§ Exercise material

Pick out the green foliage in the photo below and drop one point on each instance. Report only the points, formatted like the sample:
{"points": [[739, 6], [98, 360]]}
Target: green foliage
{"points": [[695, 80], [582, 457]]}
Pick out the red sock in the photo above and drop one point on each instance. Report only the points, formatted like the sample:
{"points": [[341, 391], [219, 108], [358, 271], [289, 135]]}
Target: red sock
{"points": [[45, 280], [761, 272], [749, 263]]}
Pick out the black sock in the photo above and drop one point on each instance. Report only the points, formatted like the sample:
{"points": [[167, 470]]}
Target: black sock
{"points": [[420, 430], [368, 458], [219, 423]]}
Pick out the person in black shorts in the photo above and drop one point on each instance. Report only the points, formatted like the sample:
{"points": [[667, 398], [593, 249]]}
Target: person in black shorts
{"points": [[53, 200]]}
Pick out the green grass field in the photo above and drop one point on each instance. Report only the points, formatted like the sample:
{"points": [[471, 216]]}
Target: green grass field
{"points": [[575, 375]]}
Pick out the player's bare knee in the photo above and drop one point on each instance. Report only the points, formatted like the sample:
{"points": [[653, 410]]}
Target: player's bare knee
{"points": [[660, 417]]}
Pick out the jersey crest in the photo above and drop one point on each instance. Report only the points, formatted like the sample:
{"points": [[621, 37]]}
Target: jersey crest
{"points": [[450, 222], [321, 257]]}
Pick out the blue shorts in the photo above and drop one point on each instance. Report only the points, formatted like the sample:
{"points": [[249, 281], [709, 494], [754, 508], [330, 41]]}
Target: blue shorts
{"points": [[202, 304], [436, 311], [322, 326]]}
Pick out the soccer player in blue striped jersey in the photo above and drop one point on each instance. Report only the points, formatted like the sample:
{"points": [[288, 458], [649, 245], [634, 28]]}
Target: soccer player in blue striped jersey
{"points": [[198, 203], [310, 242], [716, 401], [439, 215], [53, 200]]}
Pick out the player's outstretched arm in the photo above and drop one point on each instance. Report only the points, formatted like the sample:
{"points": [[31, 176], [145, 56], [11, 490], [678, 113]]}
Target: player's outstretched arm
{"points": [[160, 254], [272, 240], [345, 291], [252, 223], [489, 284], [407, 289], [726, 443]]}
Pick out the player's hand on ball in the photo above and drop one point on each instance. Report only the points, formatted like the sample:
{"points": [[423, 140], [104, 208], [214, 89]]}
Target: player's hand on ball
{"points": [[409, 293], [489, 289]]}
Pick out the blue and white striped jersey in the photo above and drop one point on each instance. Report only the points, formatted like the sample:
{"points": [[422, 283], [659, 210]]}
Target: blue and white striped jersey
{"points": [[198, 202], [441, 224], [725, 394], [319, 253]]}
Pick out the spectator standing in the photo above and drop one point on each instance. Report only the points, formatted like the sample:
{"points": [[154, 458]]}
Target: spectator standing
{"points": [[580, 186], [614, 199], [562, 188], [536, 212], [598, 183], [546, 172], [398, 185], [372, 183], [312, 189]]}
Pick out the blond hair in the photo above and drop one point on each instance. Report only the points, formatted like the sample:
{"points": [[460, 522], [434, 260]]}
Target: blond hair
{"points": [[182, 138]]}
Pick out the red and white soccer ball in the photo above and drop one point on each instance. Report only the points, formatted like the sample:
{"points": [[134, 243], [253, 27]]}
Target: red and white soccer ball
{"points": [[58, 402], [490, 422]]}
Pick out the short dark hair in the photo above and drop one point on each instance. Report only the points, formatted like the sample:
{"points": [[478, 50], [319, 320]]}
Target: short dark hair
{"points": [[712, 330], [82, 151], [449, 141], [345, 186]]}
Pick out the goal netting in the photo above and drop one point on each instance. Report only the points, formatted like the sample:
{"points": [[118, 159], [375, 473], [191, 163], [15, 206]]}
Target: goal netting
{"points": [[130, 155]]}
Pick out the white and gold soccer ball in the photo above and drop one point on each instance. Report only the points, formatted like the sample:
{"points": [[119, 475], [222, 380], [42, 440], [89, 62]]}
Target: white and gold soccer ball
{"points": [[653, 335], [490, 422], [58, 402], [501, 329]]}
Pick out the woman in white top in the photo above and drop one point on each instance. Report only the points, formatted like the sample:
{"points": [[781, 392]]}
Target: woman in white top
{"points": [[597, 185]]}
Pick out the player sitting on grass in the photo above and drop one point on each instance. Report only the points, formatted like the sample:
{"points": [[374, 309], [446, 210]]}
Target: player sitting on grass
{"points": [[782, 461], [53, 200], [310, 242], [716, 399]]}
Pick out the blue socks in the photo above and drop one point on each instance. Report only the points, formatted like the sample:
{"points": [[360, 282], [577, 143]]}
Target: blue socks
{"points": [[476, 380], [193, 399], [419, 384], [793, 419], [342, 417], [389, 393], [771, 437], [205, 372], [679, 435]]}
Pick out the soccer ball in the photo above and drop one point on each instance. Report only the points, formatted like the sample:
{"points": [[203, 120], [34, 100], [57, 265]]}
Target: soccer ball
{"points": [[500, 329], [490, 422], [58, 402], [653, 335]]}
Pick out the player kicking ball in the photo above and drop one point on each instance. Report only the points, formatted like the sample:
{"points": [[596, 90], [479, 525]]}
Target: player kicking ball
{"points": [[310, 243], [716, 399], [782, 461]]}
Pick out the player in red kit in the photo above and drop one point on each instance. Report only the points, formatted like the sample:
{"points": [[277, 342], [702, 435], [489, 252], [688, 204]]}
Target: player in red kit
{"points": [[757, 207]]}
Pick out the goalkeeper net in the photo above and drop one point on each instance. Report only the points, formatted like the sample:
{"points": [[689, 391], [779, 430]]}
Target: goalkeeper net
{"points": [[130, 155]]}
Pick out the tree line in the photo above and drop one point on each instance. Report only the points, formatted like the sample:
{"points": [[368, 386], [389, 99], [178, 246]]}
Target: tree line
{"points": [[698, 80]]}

§ Aim of the task
Copy out every line of the data above, reproducing each one verbatim and without any change.

§ Final result
Pick out the green foliage in the photo below and drop one point on each instance. Report only the points, formatted like the sample:
{"points": [[739, 6], [98, 360]]}
Target: green foliage
{"points": [[695, 80], [582, 457]]}
Pick out the red sock in the photo above and drop one point on each instance. Report only the points, formatted like the sample:
{"points": [[341, 391], [219, 108], [358, 271], [289, 135]]}
Target: red sock
{"points": [[45, 280], [761, 272], [749, 263]]}
Pick out the black sock in the photo above and drop one point on each instance. Report only the points, formatted like the sample:
{"points": [[167, 470]]}
Target: black sock
{"points": [[420, 430], [368, 458], [219, 423]]}
Pick out the person in black shorts in the photo above and drop one point on each instance. Report only the points, formatted like the sample:
{"points": [[667, 398], [593, 249]]}
Target: person in black shorts
{"points": [[53, 200]]}
Pick out the green grass field in the photo above and drop one point on each instance. Report only the points, formatted like the sample:
{"points": [[471, 216]]}
Target: green grass field
{"points": [[575, 375]]}
Pick out the player's bare knee in the photo above and drop one point on each instance. Report only the points, formatted like the sample:
{"points": [[653, 410]]}
Target: player's bare knee
{"points": [[660, 417]]}
Pick out the jersey crest in the photo above and drop one point on each instance. Report only the points, formatted like the sample:
{"points": [[621, 37]]}
Target: jersey crest
{"points": [[450, 222], [321, 257]]}
Pick out the blue shorts in the photo above and drop one point on each instance. Report only the points, formatted like the sample:
{"points": [[249, 281], [709, 494], [754, 508], [330, 41]]}
Target: blue shorts
{"points": [[202, 304], [436, 311], [322, 326]]}
Pick out the soccer player in blue striped jersey in the photo above and drop one point on each instance. Report only the points, formatted like the sample:
{"points": [[288, 458], [649, 245], [634, 28]]}
Target: soccer player in blue striped jersey
{"points": [[198, 203], [310, 242], [716, 401], [439, 215], [53, 200]]}
Pick out the player's outstretched arm in the photo above and drop one point on each instance. Report only the points, formatted like the sample:
{"points": [[31, 176], [145, 56], [11, 490], [678, 113]]}
Target: player's outstretched arm
{"points": [[160, 254], [272, 240], [345, 291], [252, 223], [489, 284], [407, 289], [726, 443]]}
Pick out the player's hand on ball in the photo above and drop one point on each instance. Report only the points, formatted like the sample:
{"points": [[423, 140], [104, 208], [214, 89]]}
Target: player's hand on ball
{"points": [[409, 293], [489, 289]]}
Pick out the blue and white striped jersey in the photo above and drop one point on each instance. Report only the points, formatted like the sample:
{"points": [[422, 283], [659, 210]]}
Target: blue and white striped jersey
{"points": [[198, 202], [441, 224], [725, 394], [319, 253]]}
Pick out the spectator standing in the photo above and drop one point on each instance. Report only the points, formatted like the sample:
{"points": [[154, 458]]}
Target: spectator standing
{"points": [[580, 186], [614, 199], [562, 188], [536, 212], [598, 183], [546, 172], [398, 185], [372, 183], [312, 189]]}
Pick out the blond hair in the photo above and drop one point on each instance. Report only the points, formatted like the sample:
{"points": [[460, 522], [434, 260]]}
Target: blond hair
{"points": [[182, 138]]}
Pick out the red and white soccer ball in the photo above and drop one point on each instance. Report only the points, formatted like the sample:
{"points": [[134, 243], [253, 27]]}
Target: red and white soccer ball
{"points": [[58, 402], [490, 422]]}
Pick out the short dark hair in the photo above and drop one point on each instance. Report only the points, formatted like the sample:
{"points": [[478, 50], [319, 320]]}
Target: short dark hair
{"points": [[712, 330], [82, 151], [449, 141], [345, 186]]}
Pick out the goal netting in the photo above and drop one point on each instance. Report only the points, formatted like the sample:
{"points": [[118, 159], [375, 473], [191, 163], [15, 206]]}
Target: goal netting
{"points": [[130, 155]]}
Pick out the white and gold soccer ball in the photo above and drop one point on each instance. Report only the points, formatted like the sample:
{"points": [[119, 475], [222, 380], [42, 440], [89, 62]]}
Target: white and gold soccer ball
{"points": [[653, 335], [490, 422], [58, 402], [501, 329]]}
Pick out the woman in white top in the photo above and drop one point on each instance. Report only the points, formatted like the sample:
{"points": [[781, 392]]}
Target: woman in white top
{"points": [[597, 185]]}
Pick out the player sitting on grass in the photo above and drop one point on each instance. Report only the points, formatted like the sample:
{"points": [[374, 309], [446, 210]]}
Target: player sitting on grass
{"points": [[782, 461], [53, 200], [310, 242], [716, 399]]}
Pick out the blue socks in the photo above and drop one point on each instance. Report only the points, formatted like the sample:
{"points": [[360, 282], [577, 143]]}
Target: blue socks
{"points": [[476, 380], [193, 399], [419, 384], [793, 419], [342, 417], [389, 393], [771, 437], [205, 372], [679, 435]]}
Pick out the soccer ball in the photo above and drop one point on each instance. Report only the points, formatted like the sample:
{"points": [[203, 120], [34, 100], [57, 265]]}
Target: soccer ball
{"points": [[500, 329], [490, 422], [58, 402], [653, 335]]}
Pick out the player kicking ball in the photo above and drop one point on each instance. Report only the points, formatted like the sample:
{"points": [[596, 90], [479, 525]]}
Target: player kicking ball
{"points": [[310, 243], [716, 399], [782, 461]]}
Pick out the player in red kit in the photo above and drop one point on each instance. Report only the points, formatted like the sample:
{"points": [[277, 342], [702, 435], [489, 252], [688, 204]]}
Target: player in red kit
{"points": [[757, 207]]}
Pick out the goalkeeper net in the photo above and drop one point on each instance. Report only the points, formatted like the sample:
{"points": [[689, 391], [779, 430]]}
Target: goalkeeper net
{"points": [[130, 155]]}
Pick out the tree line in the photo above and drop one point on each instance. Report only the points, formatted like the sample:
{"points": [[368, 386], [389, 99], [178, 246]]}
Target: tree line
{"points": [[698, 80]]}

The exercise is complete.